-- Exercise directions --
Beginning with the line where "target | cabinet knob" appears, repeat every remaining line of the entries exactly, the last line included.
* begin *
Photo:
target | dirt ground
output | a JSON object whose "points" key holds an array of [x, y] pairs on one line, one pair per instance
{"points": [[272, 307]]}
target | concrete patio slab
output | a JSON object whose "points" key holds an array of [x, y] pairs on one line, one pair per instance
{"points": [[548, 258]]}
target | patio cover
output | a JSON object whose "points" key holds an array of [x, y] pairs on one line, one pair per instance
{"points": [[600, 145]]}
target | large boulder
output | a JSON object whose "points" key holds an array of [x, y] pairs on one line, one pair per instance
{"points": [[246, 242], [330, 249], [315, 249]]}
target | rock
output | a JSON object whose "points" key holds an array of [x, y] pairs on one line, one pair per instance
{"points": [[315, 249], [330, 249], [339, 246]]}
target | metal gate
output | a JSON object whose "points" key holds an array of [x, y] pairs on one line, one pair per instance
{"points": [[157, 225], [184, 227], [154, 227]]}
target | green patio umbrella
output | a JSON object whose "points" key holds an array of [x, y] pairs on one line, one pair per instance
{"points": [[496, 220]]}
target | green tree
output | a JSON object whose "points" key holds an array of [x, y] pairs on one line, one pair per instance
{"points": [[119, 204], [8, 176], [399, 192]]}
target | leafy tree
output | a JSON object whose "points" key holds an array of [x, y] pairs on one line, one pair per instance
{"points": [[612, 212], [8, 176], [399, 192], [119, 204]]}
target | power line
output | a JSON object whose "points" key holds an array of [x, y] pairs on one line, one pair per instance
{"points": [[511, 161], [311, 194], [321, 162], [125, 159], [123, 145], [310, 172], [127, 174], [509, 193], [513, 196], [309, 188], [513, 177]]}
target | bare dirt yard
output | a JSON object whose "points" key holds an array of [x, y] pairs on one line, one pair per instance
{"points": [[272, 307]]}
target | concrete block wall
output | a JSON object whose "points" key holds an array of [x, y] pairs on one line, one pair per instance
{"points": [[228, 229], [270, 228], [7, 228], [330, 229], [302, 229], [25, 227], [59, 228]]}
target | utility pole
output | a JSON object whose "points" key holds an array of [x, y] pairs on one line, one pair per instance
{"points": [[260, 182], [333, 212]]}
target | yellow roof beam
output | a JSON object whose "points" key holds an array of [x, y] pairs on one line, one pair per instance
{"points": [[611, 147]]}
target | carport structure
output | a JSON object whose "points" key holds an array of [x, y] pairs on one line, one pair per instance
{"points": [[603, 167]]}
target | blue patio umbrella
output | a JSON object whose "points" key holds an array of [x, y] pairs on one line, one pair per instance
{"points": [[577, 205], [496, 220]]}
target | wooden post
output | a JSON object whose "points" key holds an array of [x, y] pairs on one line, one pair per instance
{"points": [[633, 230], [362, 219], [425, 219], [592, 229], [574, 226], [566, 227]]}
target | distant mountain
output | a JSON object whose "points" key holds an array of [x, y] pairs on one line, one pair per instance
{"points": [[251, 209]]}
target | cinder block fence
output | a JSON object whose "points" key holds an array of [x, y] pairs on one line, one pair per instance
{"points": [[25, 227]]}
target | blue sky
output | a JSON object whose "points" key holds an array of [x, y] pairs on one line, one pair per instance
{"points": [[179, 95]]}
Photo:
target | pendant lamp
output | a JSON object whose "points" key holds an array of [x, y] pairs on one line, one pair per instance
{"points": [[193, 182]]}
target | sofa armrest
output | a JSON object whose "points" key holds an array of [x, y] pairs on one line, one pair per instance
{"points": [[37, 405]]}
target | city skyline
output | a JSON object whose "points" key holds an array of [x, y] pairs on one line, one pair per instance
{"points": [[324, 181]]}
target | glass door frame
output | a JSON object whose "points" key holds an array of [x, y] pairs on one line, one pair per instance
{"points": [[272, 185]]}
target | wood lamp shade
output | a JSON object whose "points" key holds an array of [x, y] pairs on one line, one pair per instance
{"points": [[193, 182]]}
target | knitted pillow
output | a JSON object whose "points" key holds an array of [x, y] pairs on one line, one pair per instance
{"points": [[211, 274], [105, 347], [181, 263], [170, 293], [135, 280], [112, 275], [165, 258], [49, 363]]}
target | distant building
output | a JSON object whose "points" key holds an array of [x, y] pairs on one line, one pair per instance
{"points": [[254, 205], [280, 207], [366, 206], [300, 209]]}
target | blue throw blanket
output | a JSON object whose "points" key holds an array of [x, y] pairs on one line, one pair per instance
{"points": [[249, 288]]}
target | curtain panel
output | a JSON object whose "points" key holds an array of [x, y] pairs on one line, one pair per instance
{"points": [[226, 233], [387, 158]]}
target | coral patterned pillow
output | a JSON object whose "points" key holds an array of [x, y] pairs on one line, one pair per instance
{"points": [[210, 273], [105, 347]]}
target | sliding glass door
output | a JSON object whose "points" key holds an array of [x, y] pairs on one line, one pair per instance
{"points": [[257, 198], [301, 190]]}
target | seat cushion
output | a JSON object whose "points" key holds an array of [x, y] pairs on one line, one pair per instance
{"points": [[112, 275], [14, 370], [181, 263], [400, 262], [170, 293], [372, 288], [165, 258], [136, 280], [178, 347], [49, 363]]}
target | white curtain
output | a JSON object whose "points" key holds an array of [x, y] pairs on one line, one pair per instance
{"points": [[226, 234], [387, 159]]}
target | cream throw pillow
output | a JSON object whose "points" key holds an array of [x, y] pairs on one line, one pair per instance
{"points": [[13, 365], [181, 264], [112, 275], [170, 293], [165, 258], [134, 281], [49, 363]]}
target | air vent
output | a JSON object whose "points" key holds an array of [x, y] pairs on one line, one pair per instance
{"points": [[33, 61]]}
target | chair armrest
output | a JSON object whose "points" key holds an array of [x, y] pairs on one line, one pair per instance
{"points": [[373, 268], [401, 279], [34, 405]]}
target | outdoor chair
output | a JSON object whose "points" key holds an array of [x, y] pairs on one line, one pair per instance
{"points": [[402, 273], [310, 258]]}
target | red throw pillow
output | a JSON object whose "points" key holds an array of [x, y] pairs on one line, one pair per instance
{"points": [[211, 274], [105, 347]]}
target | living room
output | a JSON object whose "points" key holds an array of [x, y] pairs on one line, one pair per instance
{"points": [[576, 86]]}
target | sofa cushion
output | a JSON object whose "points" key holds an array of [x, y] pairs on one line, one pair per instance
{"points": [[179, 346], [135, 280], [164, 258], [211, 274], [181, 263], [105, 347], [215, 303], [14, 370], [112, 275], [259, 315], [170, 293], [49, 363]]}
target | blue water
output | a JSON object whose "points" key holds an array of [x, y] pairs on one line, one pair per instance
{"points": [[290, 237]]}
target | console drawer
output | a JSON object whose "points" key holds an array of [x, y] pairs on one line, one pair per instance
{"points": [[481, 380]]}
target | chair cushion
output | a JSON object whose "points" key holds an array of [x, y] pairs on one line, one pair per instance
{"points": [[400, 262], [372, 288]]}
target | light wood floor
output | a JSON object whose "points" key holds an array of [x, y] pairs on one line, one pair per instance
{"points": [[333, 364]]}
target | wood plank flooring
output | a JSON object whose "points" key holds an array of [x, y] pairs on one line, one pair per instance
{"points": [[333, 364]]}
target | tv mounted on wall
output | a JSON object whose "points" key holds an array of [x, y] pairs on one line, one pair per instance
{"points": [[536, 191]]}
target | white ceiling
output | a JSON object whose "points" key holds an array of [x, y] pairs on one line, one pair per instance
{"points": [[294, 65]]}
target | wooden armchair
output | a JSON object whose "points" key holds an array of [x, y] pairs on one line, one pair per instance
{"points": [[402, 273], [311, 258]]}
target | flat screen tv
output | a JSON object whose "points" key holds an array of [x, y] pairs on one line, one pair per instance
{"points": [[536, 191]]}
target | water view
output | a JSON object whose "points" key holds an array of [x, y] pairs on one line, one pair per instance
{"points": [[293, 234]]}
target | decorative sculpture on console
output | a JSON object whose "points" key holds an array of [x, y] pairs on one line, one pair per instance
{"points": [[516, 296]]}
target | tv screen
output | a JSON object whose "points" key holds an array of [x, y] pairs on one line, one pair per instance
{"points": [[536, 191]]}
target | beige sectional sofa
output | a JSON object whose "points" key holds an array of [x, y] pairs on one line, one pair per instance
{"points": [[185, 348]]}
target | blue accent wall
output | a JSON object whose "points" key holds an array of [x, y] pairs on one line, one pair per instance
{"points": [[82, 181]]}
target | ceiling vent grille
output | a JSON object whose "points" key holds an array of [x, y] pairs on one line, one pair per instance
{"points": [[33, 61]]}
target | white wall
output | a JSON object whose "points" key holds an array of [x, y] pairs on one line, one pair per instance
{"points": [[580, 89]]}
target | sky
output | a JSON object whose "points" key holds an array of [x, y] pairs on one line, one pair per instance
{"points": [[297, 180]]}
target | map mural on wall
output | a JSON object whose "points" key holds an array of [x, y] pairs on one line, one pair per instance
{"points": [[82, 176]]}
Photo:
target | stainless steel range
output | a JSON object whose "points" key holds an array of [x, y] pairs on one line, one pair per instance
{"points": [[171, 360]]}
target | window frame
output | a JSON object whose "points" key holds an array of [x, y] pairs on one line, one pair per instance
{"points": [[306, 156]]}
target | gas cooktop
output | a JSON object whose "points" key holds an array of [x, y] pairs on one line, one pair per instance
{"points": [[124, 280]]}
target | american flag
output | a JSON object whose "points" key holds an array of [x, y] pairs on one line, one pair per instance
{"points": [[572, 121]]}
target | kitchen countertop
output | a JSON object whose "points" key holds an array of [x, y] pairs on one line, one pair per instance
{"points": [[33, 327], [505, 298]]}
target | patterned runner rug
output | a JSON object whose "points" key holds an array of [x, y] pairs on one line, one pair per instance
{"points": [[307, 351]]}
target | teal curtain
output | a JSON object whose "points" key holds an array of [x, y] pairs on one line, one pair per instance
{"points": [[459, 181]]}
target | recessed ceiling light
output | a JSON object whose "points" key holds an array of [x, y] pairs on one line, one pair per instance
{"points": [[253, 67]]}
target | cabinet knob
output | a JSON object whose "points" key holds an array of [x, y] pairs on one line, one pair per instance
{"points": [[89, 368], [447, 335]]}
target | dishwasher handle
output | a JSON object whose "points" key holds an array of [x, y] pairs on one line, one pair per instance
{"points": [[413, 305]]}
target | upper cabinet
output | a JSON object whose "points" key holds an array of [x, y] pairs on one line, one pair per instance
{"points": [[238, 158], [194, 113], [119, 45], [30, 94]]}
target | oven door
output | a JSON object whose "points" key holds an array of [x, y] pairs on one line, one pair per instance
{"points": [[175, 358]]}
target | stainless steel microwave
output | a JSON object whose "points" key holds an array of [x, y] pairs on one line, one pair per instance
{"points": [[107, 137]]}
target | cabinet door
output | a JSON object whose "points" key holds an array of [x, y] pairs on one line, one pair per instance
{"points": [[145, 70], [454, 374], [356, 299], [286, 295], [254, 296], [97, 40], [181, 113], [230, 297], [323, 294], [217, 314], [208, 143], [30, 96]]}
* end *
-- Result of this task --
target | cabinet knob
output | a JSON object whose "points" key holds an array of [x, y] pairs on one line, one pair per instance
{"points": [[89, 368], [447, 335]]}
target | dishwasher handle
output | a JSON object whose "points" key holds an array of [x, y] pairs on one line, one pair per instance
{"points": [[413, 305]]}
target | upper cabinet
output | a JSON object whose "points" key holds an array of [x, y] pairs on one line, one pair per instance
{"points": [[238, 158], [194, 113], [119, 45], [30, 94]]}
target | oven door
output | a JSON object whose "points" key holds an array of [x, y] pairs on one line, one pair per instance
{"points": [[175, 358]]}
target | stainless steel microwave
output | a JSON object whose "points" key holds an array of [x, y] pairs on one line, one pair per instance
{"points": [[107, 137]]}
target | cabinet door
output | a JSON object whose "points" key holds an array of [x, y] pairs on one line, one pair per instance
{"points": [[145, 70], [454, 374], [356, 299], [286, 295], [254, 296], [97, 40], [181, 113], [230, 297], [323, 294], [217, 314], [208, 143], [30, 96]]}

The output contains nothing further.